Why is hunger on the rise around the world?
- The world produces more than enough food to feed everyone on earth, but availability and access are affected by extreme weather, conflict, and other outside factors.
- Climate change is causing more frequent and intense extreme weather events. Over 80% of the world’s hungry people live in disaster-prone countries.
- The ongoing COVID-19 pandemic has set back crucial progress. Overall, the number of people going hungry has now doubled to 272 million. The crisis has disrupted livelihoods, supply chains, and even the humanitarian resources needed to reach those who are going hungry.
This is Sabomasy’s Story
Sabomasy sits in front of his one-room hut and watches his children prepare supper. The older ones work steadily beside the pot of boiling water while the young ones wait by the fire, quietly anticipating their one meal of the day.
By now, they are accustomed to the bitter flavor of the weeds that grow around their mud hut. It is all there is to eat.
Each day, the children pull native weeds from the dry soil along the pathway. They gather them onto a burlap sack and strip the leaves and boil them in water. Sabomasy, his wife, and his seven children gather together and eat the acrid stew in silence.
Right now, Sabomasy is relaxing while his children cook. The 55-year-old father has been working since dawn to find firewood in the forest. When he does gather enough firewood, he sells it in town. Today, there is no firewood. Tonight, he will eat dinner, go to sleep, and rise at dawn to search again.
“I take my cart to the forest and collect firewood,” he said. “I spend four days looking for and collecting wood. Even if the quantity is small, I will go to town to sell what I can.”
To collect firewood, Sabomasy must walk at least one hour. If there is no wood, he will keep walking. After four days of this, he will walk three hours to the nearest town. If he is lucky, he will sell a cartload of wood for the equivalent of 30 cents. With the money he earns, he will buy a little rice and cassava.
If he is unlucky, he will walk three hours back home empty handed.
“When I can’t buy food, I ask for food from my relatives,” he said. “When there is no food, my children will eat weeds.”
The children are thin and weak, showing the effects of chronic malnourishment.
“The soil is usually good, but there is not enough rain here,” Sabomasy said. “When there is no rain, some of the seeds don’t even sprout. The ones that do don’t grow tall enough.”
As is often the case, hunger is destroying both the social fabric and the future hope that keeps families in crisis afloat.

* * * * * * *

» **EXERCISE REQUIREMENTS**
1. Answer these questions from the text about hunger:
(a) What share of the world's hungry people live in disaster-prone countries?
(b) How old is Sabomasy?
(c) How long does Sabomasy walk to reach the nearest town?
2. Rewrite the text about hunger between "Why is hunger" and "of the day.", inclusive, substituting "severe weather" for "extreme weather".
3. Does each statement agree with the text about hunger? Answer yes or no, and quote the words that decide it.
(a) Sabomasy has seven children.
(b) The number of people going hungry has tripled.
(c) Sabomasy says the soil there is usually poor.

» **DATA BLOCK**

* * * * * * *

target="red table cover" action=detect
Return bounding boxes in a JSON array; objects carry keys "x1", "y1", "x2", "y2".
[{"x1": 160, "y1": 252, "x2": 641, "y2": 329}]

* * * * * * *

» **SOLUTIONS BELOW**
1.
(a) Over 80%
(b) 55 years old
(c) Three hours

2.
Why is hunger on the rise around the world?
- The world produces more than enough food to feed everyone on earth, but availability and access are affected by severe weather, conflict, and other outside factors.
- Climate change is causing more frequent and intense severe weather events. Over 80% of the world’s hungry people live in disaster-prone countries.
- The ongoing COVID-19 pandemic has set back crucial progress. Overall, the number of people going hungry has now doubled to 272 million. The crisis has disrupted livelihoods, supply chains, and even the humanitarian resources needed to reach those who are going hungry.
This is Sabomasy’s Story
Sabomasy sits in front of his one-room hut and watches his children prepare supper. The older ones work steadily beside the pot of boiling water while the young ones wait by the fire, quietly anticipating their one meal of the day.

3.
(a) Yes: "Sabomasy, his wife, and his seven children gather together and eat the acrid stew in silence."
(b) No: "the number of people going hungry has now doubled to 272 million."
(c) No: "The soil is usually good, but there is not enough rain here"